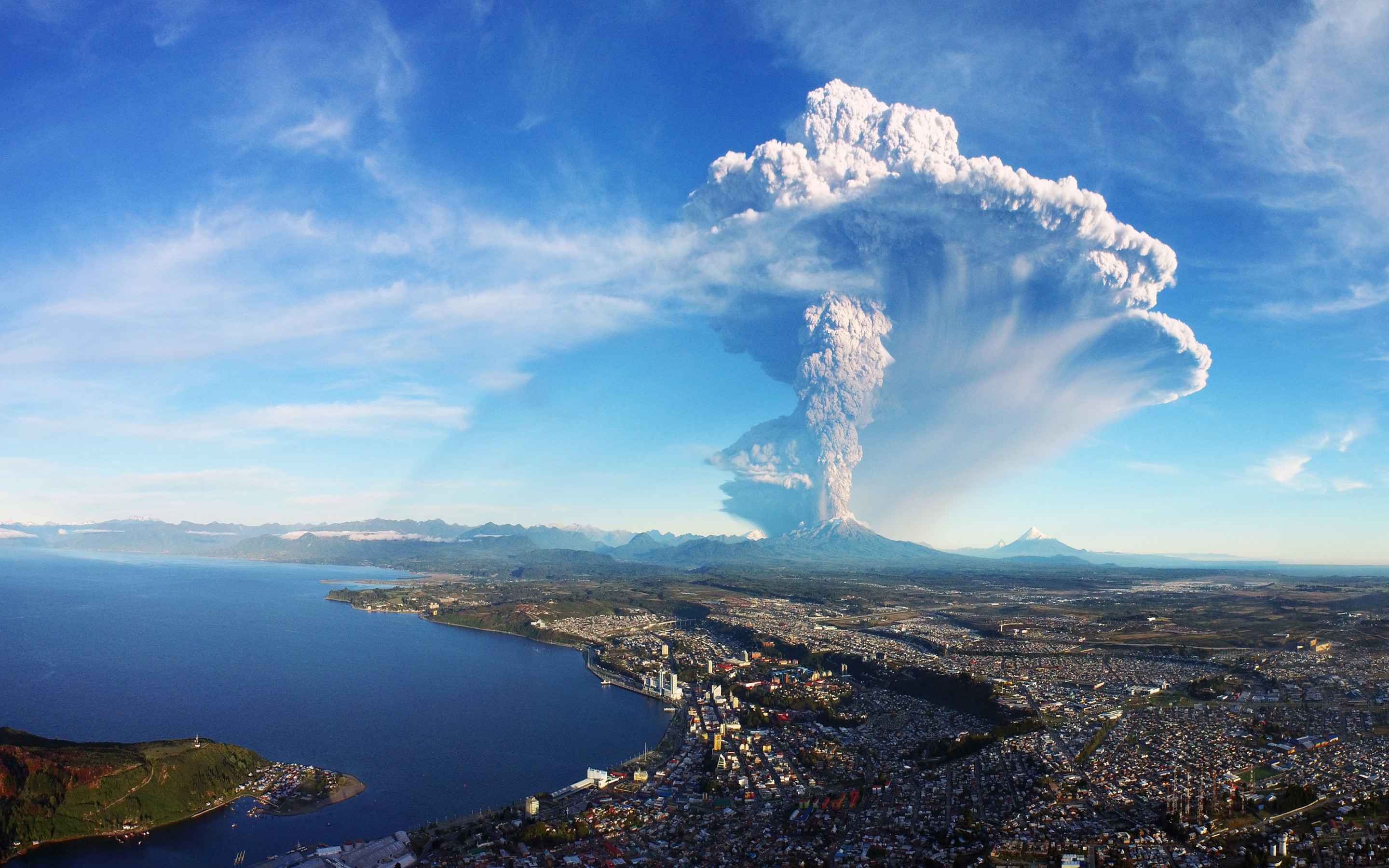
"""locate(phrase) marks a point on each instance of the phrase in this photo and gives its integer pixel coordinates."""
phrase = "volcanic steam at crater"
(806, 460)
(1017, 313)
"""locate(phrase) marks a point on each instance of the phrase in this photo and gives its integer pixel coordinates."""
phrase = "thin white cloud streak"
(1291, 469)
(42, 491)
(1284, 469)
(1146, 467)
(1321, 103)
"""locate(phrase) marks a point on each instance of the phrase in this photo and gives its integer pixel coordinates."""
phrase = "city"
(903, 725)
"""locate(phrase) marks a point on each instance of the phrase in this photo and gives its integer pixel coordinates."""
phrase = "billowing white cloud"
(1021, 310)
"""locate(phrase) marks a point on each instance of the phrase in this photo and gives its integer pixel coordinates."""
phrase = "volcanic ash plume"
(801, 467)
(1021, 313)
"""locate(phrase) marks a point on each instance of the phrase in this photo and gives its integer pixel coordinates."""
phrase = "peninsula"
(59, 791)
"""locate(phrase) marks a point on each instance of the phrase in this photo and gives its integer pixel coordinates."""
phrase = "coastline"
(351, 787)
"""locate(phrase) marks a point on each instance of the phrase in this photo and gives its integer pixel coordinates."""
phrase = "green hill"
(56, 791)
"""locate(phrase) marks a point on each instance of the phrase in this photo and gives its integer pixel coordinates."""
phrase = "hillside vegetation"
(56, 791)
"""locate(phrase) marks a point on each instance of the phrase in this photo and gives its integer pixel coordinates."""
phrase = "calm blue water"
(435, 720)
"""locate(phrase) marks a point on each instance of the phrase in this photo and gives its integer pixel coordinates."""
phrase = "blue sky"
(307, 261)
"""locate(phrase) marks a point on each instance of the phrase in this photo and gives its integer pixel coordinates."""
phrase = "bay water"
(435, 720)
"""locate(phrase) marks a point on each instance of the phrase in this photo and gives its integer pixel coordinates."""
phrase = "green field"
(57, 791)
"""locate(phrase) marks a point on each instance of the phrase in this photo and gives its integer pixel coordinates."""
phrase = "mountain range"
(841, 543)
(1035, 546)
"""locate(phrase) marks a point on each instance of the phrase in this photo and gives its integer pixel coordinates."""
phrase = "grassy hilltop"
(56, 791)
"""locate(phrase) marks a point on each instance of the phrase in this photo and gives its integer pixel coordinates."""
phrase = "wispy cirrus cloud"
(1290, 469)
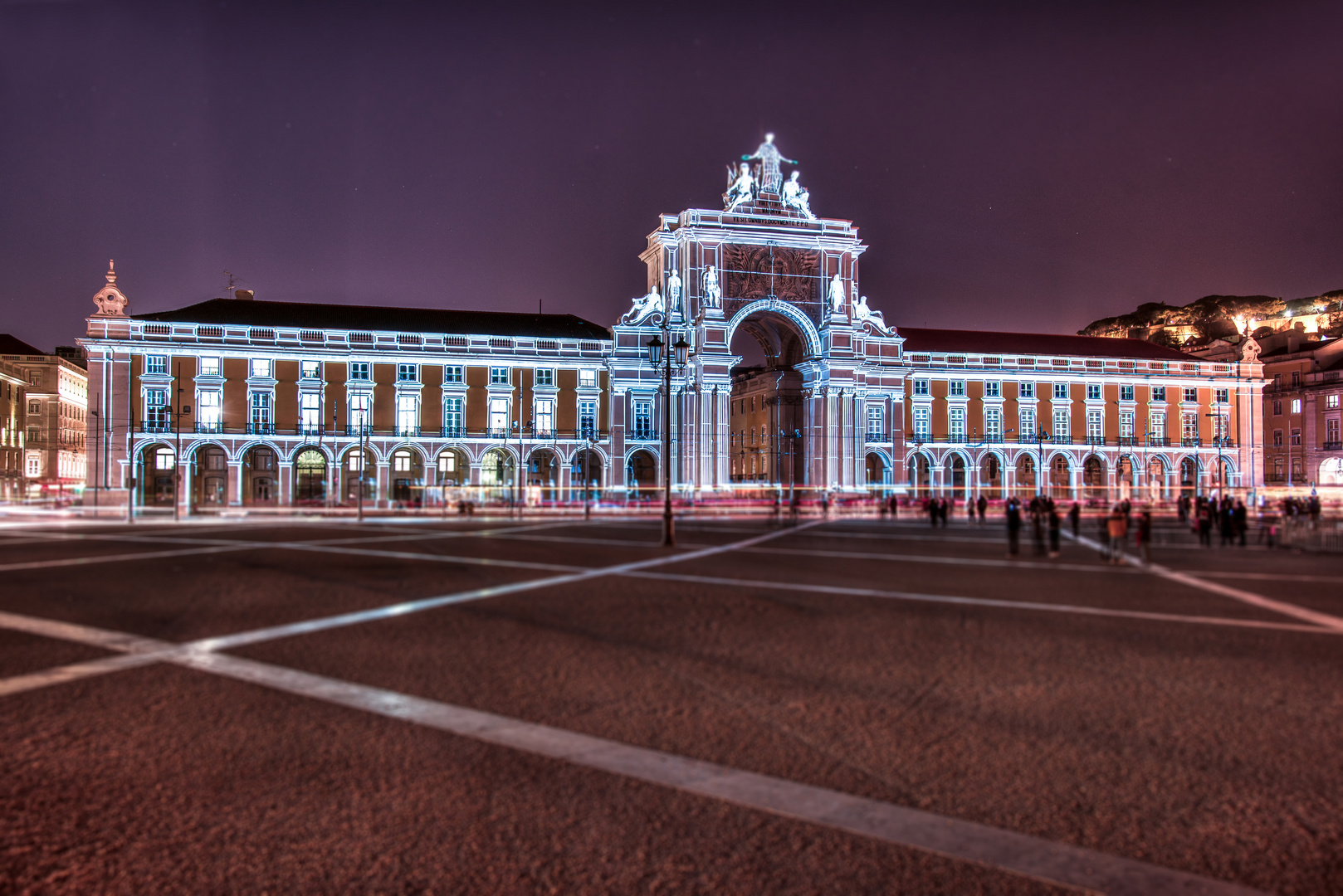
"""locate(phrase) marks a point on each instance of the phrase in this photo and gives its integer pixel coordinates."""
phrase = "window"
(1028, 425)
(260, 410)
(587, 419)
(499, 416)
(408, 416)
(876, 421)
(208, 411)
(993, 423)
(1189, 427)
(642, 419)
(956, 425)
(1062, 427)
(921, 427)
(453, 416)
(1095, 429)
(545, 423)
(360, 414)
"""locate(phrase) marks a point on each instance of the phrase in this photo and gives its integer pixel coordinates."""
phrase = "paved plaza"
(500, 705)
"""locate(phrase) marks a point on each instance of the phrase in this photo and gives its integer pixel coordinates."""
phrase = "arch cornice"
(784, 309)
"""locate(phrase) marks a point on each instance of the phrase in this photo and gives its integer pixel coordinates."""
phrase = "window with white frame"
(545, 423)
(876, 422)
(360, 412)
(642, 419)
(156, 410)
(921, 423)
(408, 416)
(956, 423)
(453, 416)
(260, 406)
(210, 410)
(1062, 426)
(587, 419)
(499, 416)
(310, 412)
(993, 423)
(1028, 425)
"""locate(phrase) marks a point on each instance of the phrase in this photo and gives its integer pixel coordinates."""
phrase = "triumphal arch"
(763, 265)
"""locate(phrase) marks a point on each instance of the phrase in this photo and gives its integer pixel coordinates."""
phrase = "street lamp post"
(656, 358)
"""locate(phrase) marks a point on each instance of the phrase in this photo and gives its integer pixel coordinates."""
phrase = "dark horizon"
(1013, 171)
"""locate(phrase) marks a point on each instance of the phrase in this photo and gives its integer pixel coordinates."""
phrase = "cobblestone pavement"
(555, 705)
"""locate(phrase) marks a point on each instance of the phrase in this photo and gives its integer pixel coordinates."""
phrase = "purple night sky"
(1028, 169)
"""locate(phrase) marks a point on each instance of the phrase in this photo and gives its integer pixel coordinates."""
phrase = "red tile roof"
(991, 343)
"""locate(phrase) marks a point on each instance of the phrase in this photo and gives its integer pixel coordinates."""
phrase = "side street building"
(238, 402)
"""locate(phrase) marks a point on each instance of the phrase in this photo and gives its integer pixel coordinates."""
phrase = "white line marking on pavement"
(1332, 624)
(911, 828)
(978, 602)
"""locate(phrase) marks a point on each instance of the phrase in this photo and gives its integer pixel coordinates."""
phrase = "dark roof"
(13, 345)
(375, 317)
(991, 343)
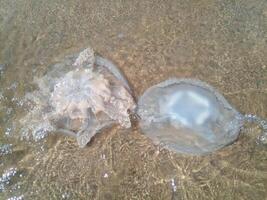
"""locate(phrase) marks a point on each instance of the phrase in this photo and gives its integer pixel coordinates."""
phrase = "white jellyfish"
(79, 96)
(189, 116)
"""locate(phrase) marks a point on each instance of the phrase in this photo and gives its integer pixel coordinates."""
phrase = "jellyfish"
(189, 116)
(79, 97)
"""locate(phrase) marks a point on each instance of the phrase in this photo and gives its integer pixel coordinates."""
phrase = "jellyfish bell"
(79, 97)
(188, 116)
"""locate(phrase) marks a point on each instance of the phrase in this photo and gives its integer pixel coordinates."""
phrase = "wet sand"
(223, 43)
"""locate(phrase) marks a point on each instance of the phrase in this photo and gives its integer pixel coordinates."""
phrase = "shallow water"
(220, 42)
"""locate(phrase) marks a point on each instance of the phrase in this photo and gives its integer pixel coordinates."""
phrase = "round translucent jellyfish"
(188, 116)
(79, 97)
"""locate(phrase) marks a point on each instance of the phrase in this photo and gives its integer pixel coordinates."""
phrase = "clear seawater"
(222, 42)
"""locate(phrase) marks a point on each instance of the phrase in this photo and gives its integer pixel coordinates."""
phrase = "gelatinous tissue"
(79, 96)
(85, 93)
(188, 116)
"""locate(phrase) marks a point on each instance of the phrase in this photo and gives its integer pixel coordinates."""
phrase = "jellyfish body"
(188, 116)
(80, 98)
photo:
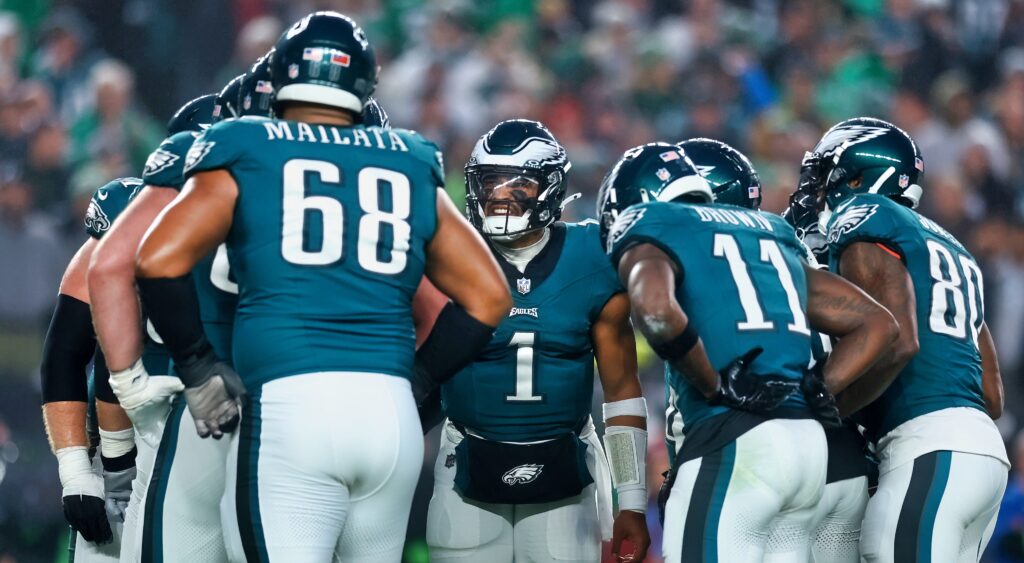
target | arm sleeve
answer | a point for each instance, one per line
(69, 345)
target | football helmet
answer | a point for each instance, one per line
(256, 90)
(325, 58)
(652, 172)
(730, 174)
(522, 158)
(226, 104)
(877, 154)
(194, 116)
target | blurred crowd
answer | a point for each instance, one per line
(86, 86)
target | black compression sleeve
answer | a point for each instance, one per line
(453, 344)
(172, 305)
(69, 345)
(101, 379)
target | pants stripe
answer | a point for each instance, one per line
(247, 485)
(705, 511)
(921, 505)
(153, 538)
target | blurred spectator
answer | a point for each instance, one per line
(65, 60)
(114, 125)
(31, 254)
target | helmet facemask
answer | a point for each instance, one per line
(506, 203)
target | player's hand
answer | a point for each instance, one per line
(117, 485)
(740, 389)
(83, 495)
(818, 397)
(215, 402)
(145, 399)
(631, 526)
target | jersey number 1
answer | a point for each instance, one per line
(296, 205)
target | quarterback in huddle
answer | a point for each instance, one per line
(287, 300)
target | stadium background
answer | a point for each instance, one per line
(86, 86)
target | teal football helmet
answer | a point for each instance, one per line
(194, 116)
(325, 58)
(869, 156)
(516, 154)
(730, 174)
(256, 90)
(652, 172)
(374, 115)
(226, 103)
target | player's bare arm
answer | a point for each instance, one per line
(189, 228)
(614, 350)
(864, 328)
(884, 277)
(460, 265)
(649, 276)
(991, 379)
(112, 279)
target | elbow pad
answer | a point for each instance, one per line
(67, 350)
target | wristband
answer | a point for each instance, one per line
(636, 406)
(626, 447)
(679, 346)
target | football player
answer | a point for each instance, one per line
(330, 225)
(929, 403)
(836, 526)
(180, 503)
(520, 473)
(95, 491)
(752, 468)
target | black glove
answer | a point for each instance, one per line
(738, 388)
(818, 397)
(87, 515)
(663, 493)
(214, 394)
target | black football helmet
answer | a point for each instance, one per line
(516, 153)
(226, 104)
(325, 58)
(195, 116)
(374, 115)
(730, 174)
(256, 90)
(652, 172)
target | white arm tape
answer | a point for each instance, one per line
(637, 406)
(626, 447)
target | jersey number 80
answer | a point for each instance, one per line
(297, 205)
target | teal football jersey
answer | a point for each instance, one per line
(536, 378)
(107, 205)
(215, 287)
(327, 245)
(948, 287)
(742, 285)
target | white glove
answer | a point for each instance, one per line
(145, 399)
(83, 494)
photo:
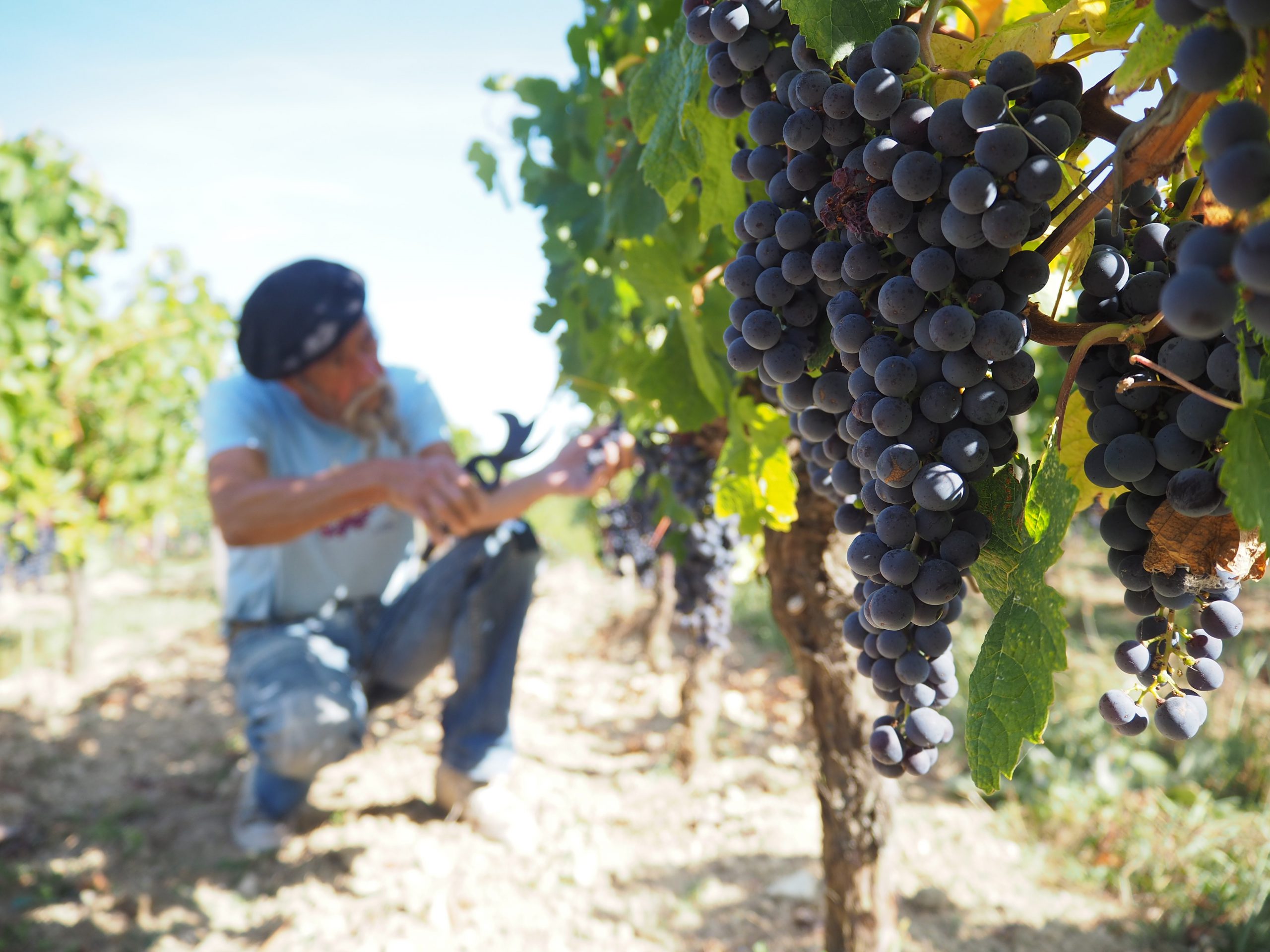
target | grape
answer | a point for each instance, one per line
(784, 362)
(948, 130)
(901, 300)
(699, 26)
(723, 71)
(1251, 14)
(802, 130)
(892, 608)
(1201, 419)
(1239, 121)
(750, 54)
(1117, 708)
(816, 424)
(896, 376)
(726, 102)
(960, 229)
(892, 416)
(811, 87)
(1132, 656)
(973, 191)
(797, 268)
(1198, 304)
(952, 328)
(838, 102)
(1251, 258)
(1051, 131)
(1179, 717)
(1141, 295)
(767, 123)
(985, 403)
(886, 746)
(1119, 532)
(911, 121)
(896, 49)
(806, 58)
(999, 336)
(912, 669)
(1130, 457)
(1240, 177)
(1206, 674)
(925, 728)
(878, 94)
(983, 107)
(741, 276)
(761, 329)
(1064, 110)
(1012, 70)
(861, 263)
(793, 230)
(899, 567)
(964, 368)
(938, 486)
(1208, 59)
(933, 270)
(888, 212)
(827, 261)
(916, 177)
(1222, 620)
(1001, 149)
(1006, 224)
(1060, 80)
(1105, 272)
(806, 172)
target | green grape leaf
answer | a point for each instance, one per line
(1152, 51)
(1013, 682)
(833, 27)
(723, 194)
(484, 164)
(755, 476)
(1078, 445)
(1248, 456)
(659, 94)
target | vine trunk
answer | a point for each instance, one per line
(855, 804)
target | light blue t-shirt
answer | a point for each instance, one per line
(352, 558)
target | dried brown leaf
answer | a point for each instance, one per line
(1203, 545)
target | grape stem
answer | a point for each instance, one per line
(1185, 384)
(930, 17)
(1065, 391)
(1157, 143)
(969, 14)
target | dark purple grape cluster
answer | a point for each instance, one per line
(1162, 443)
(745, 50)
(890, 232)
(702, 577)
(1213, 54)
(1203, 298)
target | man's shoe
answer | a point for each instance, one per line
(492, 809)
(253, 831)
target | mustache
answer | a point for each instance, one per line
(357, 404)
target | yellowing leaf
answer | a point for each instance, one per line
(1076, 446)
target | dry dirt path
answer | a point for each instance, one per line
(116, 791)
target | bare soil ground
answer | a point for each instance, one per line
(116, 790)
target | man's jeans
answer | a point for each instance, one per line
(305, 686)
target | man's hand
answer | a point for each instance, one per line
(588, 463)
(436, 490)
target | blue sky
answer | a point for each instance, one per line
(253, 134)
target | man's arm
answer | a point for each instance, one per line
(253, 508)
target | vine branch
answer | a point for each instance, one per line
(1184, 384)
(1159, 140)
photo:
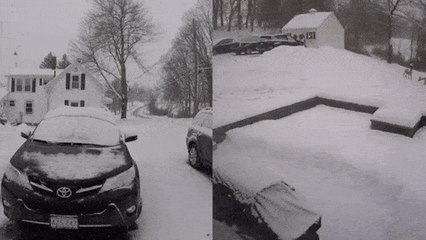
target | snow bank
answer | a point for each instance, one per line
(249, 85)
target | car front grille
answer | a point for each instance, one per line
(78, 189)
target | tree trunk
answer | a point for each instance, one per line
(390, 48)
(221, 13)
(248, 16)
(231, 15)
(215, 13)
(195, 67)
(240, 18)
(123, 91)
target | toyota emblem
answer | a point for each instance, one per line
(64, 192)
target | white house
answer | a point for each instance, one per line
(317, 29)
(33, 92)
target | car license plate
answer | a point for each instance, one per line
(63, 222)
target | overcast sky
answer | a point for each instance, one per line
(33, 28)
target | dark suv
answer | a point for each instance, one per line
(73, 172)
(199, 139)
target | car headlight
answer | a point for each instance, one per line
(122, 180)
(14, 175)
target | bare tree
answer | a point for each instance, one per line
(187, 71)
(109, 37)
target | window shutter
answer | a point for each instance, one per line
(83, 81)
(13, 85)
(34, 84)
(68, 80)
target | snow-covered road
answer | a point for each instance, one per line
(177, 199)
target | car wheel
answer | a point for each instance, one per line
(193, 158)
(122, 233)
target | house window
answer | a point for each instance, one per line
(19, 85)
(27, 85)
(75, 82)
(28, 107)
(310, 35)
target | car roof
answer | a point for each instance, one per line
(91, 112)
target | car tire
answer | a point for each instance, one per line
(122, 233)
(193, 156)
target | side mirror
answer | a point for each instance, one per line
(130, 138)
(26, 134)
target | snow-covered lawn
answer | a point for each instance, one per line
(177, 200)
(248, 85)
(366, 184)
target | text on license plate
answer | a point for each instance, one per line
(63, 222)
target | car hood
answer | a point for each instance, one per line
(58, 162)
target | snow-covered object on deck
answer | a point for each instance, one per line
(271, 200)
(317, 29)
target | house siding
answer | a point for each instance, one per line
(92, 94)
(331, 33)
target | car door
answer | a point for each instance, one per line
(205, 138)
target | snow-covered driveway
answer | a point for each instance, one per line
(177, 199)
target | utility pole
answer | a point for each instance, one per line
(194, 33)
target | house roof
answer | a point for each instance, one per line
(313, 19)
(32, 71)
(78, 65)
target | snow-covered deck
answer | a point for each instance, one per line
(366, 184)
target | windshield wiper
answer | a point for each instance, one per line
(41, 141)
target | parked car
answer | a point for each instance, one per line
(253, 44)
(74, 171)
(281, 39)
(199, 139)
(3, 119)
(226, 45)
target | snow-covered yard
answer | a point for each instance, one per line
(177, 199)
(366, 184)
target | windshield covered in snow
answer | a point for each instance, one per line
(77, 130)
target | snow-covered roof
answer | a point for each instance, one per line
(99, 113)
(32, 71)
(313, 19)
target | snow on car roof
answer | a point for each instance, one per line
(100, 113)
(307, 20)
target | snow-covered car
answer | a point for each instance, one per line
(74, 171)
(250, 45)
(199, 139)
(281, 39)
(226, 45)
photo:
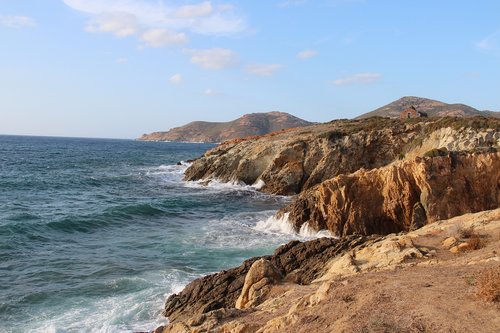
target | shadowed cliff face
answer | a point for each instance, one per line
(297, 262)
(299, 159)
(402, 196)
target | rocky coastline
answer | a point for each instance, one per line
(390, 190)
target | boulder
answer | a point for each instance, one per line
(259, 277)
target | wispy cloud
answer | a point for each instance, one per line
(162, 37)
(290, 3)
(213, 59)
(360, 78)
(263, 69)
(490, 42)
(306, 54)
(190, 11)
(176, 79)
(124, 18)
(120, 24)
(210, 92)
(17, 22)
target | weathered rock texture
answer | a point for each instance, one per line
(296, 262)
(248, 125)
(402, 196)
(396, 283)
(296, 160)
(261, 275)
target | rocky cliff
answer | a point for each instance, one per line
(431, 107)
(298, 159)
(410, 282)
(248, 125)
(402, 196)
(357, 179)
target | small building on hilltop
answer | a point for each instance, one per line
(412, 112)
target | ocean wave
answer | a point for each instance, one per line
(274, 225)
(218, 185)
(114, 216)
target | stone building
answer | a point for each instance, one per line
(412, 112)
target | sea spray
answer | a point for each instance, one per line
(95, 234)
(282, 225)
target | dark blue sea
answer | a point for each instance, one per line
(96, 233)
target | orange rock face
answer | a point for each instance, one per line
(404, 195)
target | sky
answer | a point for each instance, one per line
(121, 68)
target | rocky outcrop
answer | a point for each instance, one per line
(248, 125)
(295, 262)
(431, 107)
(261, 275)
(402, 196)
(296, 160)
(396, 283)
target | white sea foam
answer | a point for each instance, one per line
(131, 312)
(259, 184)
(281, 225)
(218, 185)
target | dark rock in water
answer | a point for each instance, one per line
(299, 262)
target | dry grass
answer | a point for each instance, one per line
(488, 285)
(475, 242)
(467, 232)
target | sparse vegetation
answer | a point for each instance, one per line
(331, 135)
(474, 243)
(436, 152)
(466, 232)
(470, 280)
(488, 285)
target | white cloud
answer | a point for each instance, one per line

What is being asked>
Write out each line above that contains the word "license".

Output>
target | car license plate
target | text on license plate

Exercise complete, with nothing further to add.